◆ **Collected data entries**:
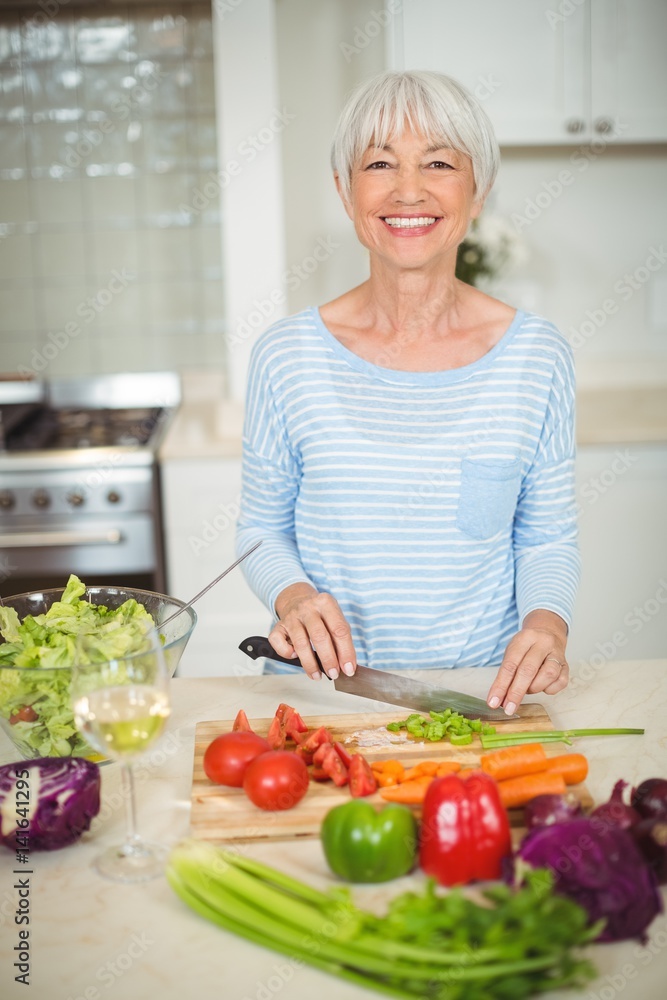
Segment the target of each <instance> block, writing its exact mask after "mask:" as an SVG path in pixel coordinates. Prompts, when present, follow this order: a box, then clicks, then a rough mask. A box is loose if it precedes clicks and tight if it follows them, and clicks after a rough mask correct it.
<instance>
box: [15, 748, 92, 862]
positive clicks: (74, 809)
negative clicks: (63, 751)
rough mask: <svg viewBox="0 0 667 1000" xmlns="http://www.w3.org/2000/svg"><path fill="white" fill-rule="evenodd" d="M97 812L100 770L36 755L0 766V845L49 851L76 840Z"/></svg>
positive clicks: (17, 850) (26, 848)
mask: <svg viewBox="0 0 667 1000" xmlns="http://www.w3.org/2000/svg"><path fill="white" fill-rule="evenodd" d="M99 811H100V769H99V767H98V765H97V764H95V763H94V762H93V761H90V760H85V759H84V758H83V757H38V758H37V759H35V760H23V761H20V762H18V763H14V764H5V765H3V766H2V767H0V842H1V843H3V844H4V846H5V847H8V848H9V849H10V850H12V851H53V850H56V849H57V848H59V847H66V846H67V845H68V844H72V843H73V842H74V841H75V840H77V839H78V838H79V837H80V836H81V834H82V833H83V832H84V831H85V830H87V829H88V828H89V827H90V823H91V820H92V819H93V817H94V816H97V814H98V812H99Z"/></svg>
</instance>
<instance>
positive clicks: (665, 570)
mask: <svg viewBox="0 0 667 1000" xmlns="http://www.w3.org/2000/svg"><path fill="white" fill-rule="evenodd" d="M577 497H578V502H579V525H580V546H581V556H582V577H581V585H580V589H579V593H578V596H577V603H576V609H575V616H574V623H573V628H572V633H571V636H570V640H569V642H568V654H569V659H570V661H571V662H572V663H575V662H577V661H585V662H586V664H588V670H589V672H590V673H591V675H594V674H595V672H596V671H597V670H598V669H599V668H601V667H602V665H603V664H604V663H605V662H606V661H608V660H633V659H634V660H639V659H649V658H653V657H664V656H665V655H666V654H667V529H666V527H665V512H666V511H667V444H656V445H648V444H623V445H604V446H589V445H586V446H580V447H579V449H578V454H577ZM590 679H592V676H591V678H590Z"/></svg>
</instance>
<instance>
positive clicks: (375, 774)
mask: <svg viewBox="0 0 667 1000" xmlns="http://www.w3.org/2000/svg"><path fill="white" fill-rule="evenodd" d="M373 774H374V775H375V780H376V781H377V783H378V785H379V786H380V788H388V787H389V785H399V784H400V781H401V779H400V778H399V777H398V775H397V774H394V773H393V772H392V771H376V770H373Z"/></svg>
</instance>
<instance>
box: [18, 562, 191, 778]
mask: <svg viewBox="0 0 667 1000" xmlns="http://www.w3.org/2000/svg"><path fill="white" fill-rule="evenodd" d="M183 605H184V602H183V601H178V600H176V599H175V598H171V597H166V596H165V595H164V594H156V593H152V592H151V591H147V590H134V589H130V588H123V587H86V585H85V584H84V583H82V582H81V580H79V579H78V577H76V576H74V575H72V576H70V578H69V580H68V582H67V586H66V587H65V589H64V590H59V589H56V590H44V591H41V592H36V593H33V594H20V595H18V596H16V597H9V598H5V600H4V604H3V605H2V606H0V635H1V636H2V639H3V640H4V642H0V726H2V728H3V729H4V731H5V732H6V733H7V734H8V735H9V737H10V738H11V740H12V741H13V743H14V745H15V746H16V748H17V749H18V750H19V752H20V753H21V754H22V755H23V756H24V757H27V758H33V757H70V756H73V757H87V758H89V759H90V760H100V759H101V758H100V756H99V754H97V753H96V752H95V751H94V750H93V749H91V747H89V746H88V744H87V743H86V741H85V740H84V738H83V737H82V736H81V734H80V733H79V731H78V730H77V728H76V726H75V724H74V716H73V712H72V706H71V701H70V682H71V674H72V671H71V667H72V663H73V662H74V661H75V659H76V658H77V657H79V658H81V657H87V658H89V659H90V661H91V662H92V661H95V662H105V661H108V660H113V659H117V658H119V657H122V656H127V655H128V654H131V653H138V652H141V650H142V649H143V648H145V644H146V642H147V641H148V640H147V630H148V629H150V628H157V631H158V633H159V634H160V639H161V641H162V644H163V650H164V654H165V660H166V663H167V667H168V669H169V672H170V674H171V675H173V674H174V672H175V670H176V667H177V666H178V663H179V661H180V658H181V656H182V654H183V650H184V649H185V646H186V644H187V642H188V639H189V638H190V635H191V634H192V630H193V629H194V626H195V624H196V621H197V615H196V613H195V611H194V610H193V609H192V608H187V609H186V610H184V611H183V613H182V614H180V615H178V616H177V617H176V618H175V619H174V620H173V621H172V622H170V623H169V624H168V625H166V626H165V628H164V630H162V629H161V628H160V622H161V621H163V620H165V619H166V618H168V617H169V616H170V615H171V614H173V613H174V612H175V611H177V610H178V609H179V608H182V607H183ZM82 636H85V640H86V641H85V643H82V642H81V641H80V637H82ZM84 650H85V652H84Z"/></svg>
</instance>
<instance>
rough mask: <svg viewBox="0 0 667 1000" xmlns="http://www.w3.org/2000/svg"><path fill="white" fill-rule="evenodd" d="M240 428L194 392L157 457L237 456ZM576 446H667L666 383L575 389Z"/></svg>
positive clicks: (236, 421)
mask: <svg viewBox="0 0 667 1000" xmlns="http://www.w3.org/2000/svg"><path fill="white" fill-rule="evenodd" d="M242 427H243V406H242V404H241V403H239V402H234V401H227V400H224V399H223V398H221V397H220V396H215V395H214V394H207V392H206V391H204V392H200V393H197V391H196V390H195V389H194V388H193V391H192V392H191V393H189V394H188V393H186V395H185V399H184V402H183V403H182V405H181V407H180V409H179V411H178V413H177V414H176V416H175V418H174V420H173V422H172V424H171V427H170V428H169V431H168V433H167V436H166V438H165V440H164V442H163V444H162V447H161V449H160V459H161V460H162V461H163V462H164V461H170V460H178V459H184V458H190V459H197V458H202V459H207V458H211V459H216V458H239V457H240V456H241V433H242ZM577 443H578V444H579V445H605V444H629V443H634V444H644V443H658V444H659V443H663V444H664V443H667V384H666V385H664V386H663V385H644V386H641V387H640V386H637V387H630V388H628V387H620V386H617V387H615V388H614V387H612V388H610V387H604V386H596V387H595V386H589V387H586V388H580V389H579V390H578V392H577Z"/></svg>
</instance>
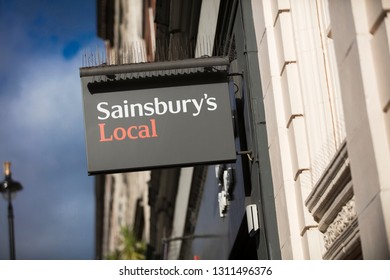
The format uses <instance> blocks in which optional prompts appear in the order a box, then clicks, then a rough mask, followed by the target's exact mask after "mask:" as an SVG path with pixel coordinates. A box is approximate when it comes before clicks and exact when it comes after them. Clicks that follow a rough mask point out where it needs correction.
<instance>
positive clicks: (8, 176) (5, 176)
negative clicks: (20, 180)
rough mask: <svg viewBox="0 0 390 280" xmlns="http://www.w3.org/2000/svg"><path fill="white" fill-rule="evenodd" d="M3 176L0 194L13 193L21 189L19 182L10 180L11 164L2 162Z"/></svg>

◆ **Requirement**: Return all of the entries exactly as written, but drop any pictures they hold.

◆ **Solution for this exercise**:
Segment the target of each <instance> block, writing its exact mask after "mask:" as an SVG path in pixel coordinates. Prompts, when present, follow this order: a box, then clicks, then a rough mask. A box is loose if it precedes clicks and tight if it follows them, and clicks after a rough mask correct it.
<instance>
box: [15, 748, 92, 862]
positive clicks: (74, 809)
negative clicks: (63, 751)
rough mask: <svg viewBox="0 0 667 1000" xmlns="http://www.w3.org/2000/svg"><path fill="white" fill-rule="evenodd" d="M97 812L100 770L36 755L0 766V845L49 851L76 840Z"/></svg>
positive clicks: (17, 850) (26, 848)
mask: <svg viewBox="0 0 667 1000" xmlns="http://www.w3.org/2000/svg"><path fill="white" fill-rule="evenodd" d="M99 811H100V769H99V767H98V765H97V764H95V763H94V762H93V761H90V760H85V759H84V758H83V757H38V758H37V759H35V760H23V761H20V762H18V763H14V764H5V765H3V766H2V767H0V842H1V843H3V844H4V846H5V847H8V848H9V849H10V850H12V851H53V850H56V849H57V848H59V847H66V846H67V845H68V844H72V843H73V842H74V841H75V840H77V839H78V838H79V837H80V836H81V834H82V833H83V832H84V831H85V830H87V829H88V828H89V827H90V823H91V820H92V819H93V817H94V816H97V814H98V812H99Z"/></svg>
</instance>
<instance>
positive clicks: (665, 570)
mask: <svg viewBox="0 0 667 1000" xmlns="http://www.w3.org/2000/svg"><path fill="white" fill-rule="evenodd" d="M577 497H578V502H579V525H580V546H581V556H582V577H581V585H580V589H579V593H578V596H577V603H576V609H575V616H574V623H573V628H572V633H571V636H570V640H569V642H568V654H569V659H570V661H571V662H572V663H575V662H577V661H585V662H586V664H588V670H589V672H590V673H591V675H594V674H595V672H596V671H597V670H598V669H599V668H601V667H602V665H603V664H604V663H605V662H606V661H608V660H633V659H634V660H639V659H649V658H653V657H664V656H665V655H666V654H667V529H666V527H665V512H666V511H667V444H656V445H648V444H623V445H604V446H589V445H586V446H580V447H579V449H578V454H577ZM590 679H592V676H591V678H590Z"/></svg>
</instance>
<instance>
positive clicks: (375, 774)
mask: <svg viewBox="0 0 667 1000" xmlns="http://www.w3.org/2000/svg"><path fill="white" fill-rule="evenodd" d="M373 774H374V775H375V780H376V781H377V783H378V785H379V786H380V788H388V787H389V785H399V784H400V781H401V779H400V778H399V777H398V775H397V774H394V773H393V772H392V771H376V770H373Z"/></svg>
</instance>
<instance>
box: [18, 562, 191, 778]
mask: <svg viewBox="0 0 667 1000" xmlns="http://www.w3.org/2000/svg"><path fill="white" fill-rule="evenodd" d="M183 605H184V602H183V601H178V600H176V599H175V598H171V597H166V596H165V595H164V594H156V593H152V592H151V591H147V590H134V589H130V588H123V587H86V585H85V584H84V583H82V582H81V580H79V579H78V577H76V576H74V575H72V576H70V578H69V580H68V582H67V586H66V587H65V589H64V590H59V589H56V590H44V591H41V592H36V593H33V594H20V595H18V596H16V597H9V598H5V600H4V604H3V605H2V606H0V635H1V636H2V639H3V640H4V642H0V726H2V728H3V729H4V731H5V732H6V733H7V734H8V735H9V737H10V738H11V740H12V741H13V743H14V745H15V746H16V748H17V749H18V750H19V752H20V753H21V754H22V755H23V756H24V757H27V758H33V757H70V756H73V757H87V758H89V759H90V760H100V759H101V758H100V756H99V754H97V753H96V752H95V751H94V750H93V749H91V747H89V746H88V744H87V743H86V741H85V740H84V738H83V737H82V736H81V734H80V733H79V731H78V730H77V728H76V726H75V724H74V716H73V712H72V706H71V701H70V682H71V674H72V671H71V667H72V663H73V662H74V661H75V659H76V658H77V657H79V658H81V657H87V658H89V659H90V661H91V662H92V661H95V662H105V661H108V660H113V659H117V658H119V657H122V656H127V655H128V654H131V653H138V652H141V650H142V649H143V648H145V644H146V642H147V641H148V640H147V630H148V629H150V628H157V631H158V633H159V634H160V639H161V641H162V644H163V650H164V654H165V660H166V663H167V667H168V669H169V672H170V674H171V675H173V674H174V672H175V670H176V667H177V666H178V663H179V661H180V658H181V656H182V654H183V650H184V649H185V646H186V644H187V642H188V639H189V638H190V635H191V634H192V630H193V629H194V626H195V624H196V621H197V615H196V613H195V611H194V610H193V609H192V608H187V609H186V610H184V611H183V613H182V614H180V615H178V616H177V617H176V618H175V619H174V620H173V621H172V622H170V623H169V624H168V625H166V626H165V628H164V630H162V629H161V628H160V622H161V621H163V620H165V619H166V618H168V617H169V616H170V615H171V614H173V613H174V612H175V611H177V610H178V609H179V608H182V607H183ZM82 636H85V640H86V641H85V643H82V642H81V641H80V637H82ZM84 650H85V652H84Z"/></svg>
</instance>
<instance>
rough mask: <svg viewBox="0 0 667 1000" xmlns="http://www.w3.org/2000/svg"><path fill="white" fill-rule="evenodd" d="M240 428L194 392L157 457L237 456ZM576 446H667L666 383L575 389Z"/></svg>
positive clicks: (236, 421)
mask: <svg viewBox="0 0 667 1000" xmlns="http://www.w3.org/2000/svg"><path fill="white" fill-rule="evenodd" d="M242 427H243V406H242V404H241V403H239V402H234V401H227V400H224V399H223V398H221V397H220V396H215V395H214V394H207V392H206V391H204V392H200V393H197V391H196V390H195V389H194V388H193V391H192V392H191V393H189V394H188V393H186V395H185V399H184V402H183V403H182V405H181V407H180V409H179V411H178V413H177V414H176V416H175V418H174V420H173V422H172V424H171V427H170V428H169V431H168V433H167V436H166V438H165V440H164V442H163V444H162V447H161V449H160V459H161V460H162V461H163V462H164V461H170V460H178V459H184V458H190V459H197V458H202V459H207V458H211V459H216V458H239V457H240V456H241V433H242ZM577 443H578V444H579V445H605V444H629V443H634V444H644V443H658V444H659V443H663V444H664V443H667V384H666V385H664V386H663V385H644V386H641V387H640V386H637V387H630V388H628V387H620V386H617V387H615V388H614V387H612V388H610V387H604V386H596V387H595V386H589V387H586V388H580V389H579V390H578V392H577Z"/></svg>
</instance>
The format uses <instance> blocks in which optional prompts appear in the order a box, then clicks, then a rough mask, followed by the target's exact mask after "mask:" as an SVG path with pixel coordinates. A box is approximate when it comes before clicks and exact when it comes after them. Clicks that follow a rough mask point out where it needs correction.
<instance>
positive clicks: (8, 176) (5, 176)
negative clicks: (20, 180)
rough mask: <svg viewBox="0 0 390 280" xmlns="http://www.w3.org/2000/svg"><path fill="white" fill-rule="evenodd" d="M3 176L0 194L13 193L21 189L19 182L10 180L11 164L2 162Z"/></svg>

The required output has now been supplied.